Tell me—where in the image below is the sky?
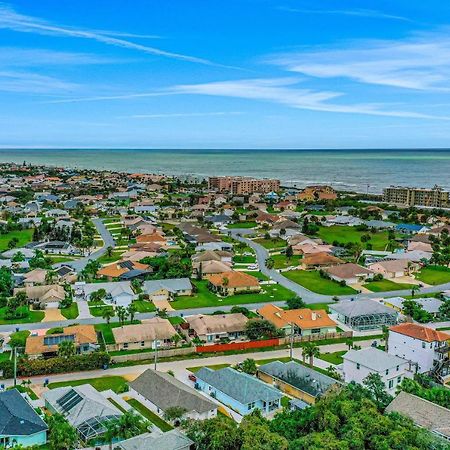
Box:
[0,0,450,149]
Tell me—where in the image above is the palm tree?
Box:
[102,308,116,324]
[303,342,320,367]
[58,341,76,358]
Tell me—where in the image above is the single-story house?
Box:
[112,317,177,350]
[323,263,373,284]
[128,369,217,420]
[185,313,248,343]
[258,303,336,336]
[208,271,261,295]
[343,347,414,395]
[386,391,450,441]
[257,361,342,405]
[143,278,192,300]
[25,325,98,359]
[195,367,283,416]
[0,389,48,448]
[43,384,122,442]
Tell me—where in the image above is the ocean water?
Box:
[0,149,450,193]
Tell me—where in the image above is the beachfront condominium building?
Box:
[383,185,450,208]
[208,177,280,195]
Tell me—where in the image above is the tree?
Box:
[286,296,306,309]
[45,413,78,450]
[58,341,76,358]
[302,342,320,367]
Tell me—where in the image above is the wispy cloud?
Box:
[0,4,225,67]
[265,30,450,91]
[279,6,412,22]
[125,111,242,119]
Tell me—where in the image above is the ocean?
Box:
[0,149,450,193]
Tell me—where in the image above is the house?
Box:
[386,391,450,441]
[257,361,342,405]
[25,325,98,359]
[342,347,414,395]
[329,299,398,331]
[128,369,217,420]
[195,367,283,416]
[14,284,66,309]
[43,384,122,442]
[323,263,373,284]
[388,323,450,373]
[143,278,192,300]
[112,317,177,350]
[0,389,48,448]
[367,259,414,279]
[185,313,248,343]
[75,281,137,306]
[383,297,442,315]
[208,271,261,296]
[114,428,195,450]
[258,303,336,336]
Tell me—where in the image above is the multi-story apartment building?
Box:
[383,185,450,208]
[208,177,280,195]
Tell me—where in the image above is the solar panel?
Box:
[56,389,83,413]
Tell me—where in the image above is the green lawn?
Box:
[270,255,301,269]
[363,280,414,292]
[283,270,356,295]
[255,238,287,249]
[127,398,173,432]
[94,320,141,344]
[0,229,33,252]
[60,302,79,320]
[0,306,45,325]
[319,350,348,366]
[171,281,294,309]
[48,375,128,394]
[317,225,388,250]
[416,266,450,286]
[227,221,258,228]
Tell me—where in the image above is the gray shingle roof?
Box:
[129,369,217,414]
[196,367,283,404]
[0,389,48,436]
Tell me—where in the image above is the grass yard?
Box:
[270,255,301,269]
[94,320,141,344]
[133,300,156,312]
[255,238,287,250]
[60,302,79,320]
[0,229,33,252]
[283,270,356,295]
[227,222,258,228]
[317,225,388,250]
[319,350,347,366]
[363,280,414,292]
[171,281,294,309]
[48,375,128,394]
[0,306,45,325]
[416,266,450,286]
[127,398,173,432]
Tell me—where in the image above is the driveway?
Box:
[54,218,116,273]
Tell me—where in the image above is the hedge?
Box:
[0,352,111,378]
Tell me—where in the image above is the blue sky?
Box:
[0,0,450,148]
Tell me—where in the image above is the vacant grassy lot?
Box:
[0,229,33,252]
[416,266,450,286]
[283,270,356,295]
[127,398,173,432]
[48,375,128,394]
[171,281,294,309]
[363,280,413,292]
[317,225,388,250]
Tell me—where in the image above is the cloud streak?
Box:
[0,4,226,67]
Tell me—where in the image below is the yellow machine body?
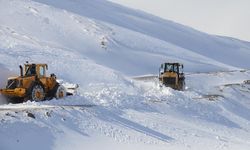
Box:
[159,63,185,90]
[0,64,59,99]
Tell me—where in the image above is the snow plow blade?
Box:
[0,88,26,97]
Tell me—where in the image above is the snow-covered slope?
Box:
[0,0,250,150]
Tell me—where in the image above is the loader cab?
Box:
[159,63,185,90]
[24,64,48,77]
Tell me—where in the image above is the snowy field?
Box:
[0,0,250,150]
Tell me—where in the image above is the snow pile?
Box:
[0,0,250,150]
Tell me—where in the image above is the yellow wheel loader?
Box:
[0,63,66,103]
[159,63,185,90]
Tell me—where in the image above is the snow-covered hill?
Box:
[0,0,250,150]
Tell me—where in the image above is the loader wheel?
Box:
[55,85,66,99]
[31,84,45,102]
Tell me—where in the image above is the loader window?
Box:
[39,66,45,76]
[25,65,36,76]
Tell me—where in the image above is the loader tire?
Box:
[30,84,45,102]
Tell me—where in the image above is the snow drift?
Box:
[0,0,250,150]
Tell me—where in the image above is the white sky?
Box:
[110,0,250,41]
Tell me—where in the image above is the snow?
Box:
[0,0,250,150]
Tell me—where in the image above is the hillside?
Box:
[0,0,250,150]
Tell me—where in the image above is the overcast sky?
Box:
[110,0,250,41]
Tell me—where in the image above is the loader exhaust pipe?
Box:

+++

[SET EXERCISE]: Return the whole listing above word for word, but leave out the pictures.

[SOLUTION FOR THIS PROBLEM]:
Tell me—where in the image below is the sky?
Box:
[0,0,450,149]
Tell me—where in the image above is the palm tree?
Box:
[102,308,116,324]
[303,342,320,367]
[58,341,76,358]
Tell me—where in the image above is the single-story house?
Box:
[112,317,177,350]
[323,263,373,284]
[128,369,217,420]
[185,313,248,343]
[258,303,336,336]
[208,271,261,295]
[343,347,414,395]
[386,391,450,441]
[257,361,342,405]
[143,278,192,300]
[25,325,98,359]
[195,367,283,416]
[0,389,48,448]
[43,384,122,442]
Tell me—where in the image above is the ocean water?
Box:
[0,149,450,193]
Tell me—where in the image above is the beachfront condominium building?
Box:
[383,185,450,208]
[208,177,280,195]
Tell me—where in the image above is the tree?
Box:
[286,296,306,309]
[45,413,78,450]
[58,341,76,358]
[302,342,320,367]
Tell me—where in the image above is the wispy cloud?
Box:
[0,4,225,67]
[265,30,450,91]
[279,6,412,22]
[125,111,242,119]
Tell me—where in the image above is the ocean?
Box:
[0,149,450,193]
Tell me—where in the image above is the house?
Box:
[386,391,450,441]
[257,361,342,405]
[25,325,98,359]
[342,347,414,395]
[329,299,398,331]
[128,369,217,420]
[195,367,283,416]
[14,284,66,309]
[43,384,122,442]
[323,263,373,284]
[388,323,450,373]
[143,278,192,300]
[112,317,177,350]
[0,389,48,448]
[367,259,414,279]
[185,313,248,343]
[75,281,137,306]
[383,297,442,315]
[208,271,261,296]
[114,428,195,450]
[258,303,336,336]
Tell me—where in the image above is the multi-story apartment building?
Box:
[383,185,450,208]
[208,177,280,195]
Tell me—where in the image above is the solar panel?
Box:
[56,389,83,413]
Tell me—where in the image above is the green lawn?
Box:
[270,255,301,269]
[363,280,414,292]
[283,270,356,295]
[255,238,287,249]
[127,398,173,432]
[94,320,141,344]
[0,229,33,252]
[60,302,79,320]
[0,306,45,325]
[319,350,348,366]
[171,281,294,309]
[48,375,128,394]
[317,225,388,250]
[416,266,450,286]
[227,221,258,228]
Tell me—where in the image above is the gray shingle roof?
Box:
[129,369,217,414]
[196,367,283,404]
[0,389,48,436]
Tell me—where in the image above is the grass yard?
Box:
[270,255,301,269]
[94,320,141,344]
[133,300,156,312]
[255,238,287,250]
[60,302,79,320]
[0,229,33,252]
[283,270,356,295]
[227,222,258,228]
[317,225,388,250]
[319,350,347,366]
[363,280,414,292]
[171,281,294,309]
[48,375,128,394]
[0,306,45,325]
[416,266,450,286]
[127,398,173,432]
Tell me—where in the image above is the driveway?
Box:
[54,218,116,273]
Tell me—where in the image above is the hedge?
Box:
[0,352,111,378]
Tell me—where in the image above is the blue sky?
Box:
[0,0,450,148]
Tell me—where in the image above is the vacant grassy lot?
Box:
[0,229,33,252]
[416,266,450,286]
[283,270,356,295]
[127,398,173,432]
[48,375,128,394]
[171,281,294,309]
[363,280,413,292]
[317,225,388,250]
Tell me—where in the image above is the cloud streak?
Box:
[0,4,226,67]
Tell me—where in the image below is the yellow machine body?
Box:
[159,63,185,90]
[0,64,59,99]
Tell me—where in the image above is the snow plow blade?
Box:
[0,88,26,97]
Tell me—where in the image above is the snow-covered slope?
Box:
[0,0,250,150]
Tell me—where in the image above is the loader cab?
Box:
[159,63,185,90]
[24,64,48,77]
Tell me—where in the image above is the snowy field?
Box:
[0,0,250,150]
Tell me—where in the image above is the snow pile?
Box:
[0,0,250,150]
Tell me—where in the image above is the yellow wheel loader?
Box:
[0,63,66,103]
[159,63,185,90]
Tell me—where in the image above is the snow-covered hill?
Box:
[0,0,250,150]
Tell me—where in the image above is the loader wheel?
Box:
[55,85,66,99]
[31,84,45,102]
Tell me—where in the image above is the loader window?
Box:
[39,66,45,76]
[25,65,36,76]
Tell me—where in the image above is the loader tire?
Box:
[30,84,45,102]
Tell me—where in the image above is the snow drift?
Box:
[0,0,250,150]
Tell me—where in the image above is the white sky?
Box:
[110,0,250,41]
Tell me—where in the image above is the snow?
Box:
[0,0,250,150]
Tell me—where in the image above is the hillside?
Box:
[0,0,250,150]
Tell me—where in the image above is the overcast sky?
Box:
[110,0,250,41]
Tell me—where in the image above is the loader exhaust pipe?
Box:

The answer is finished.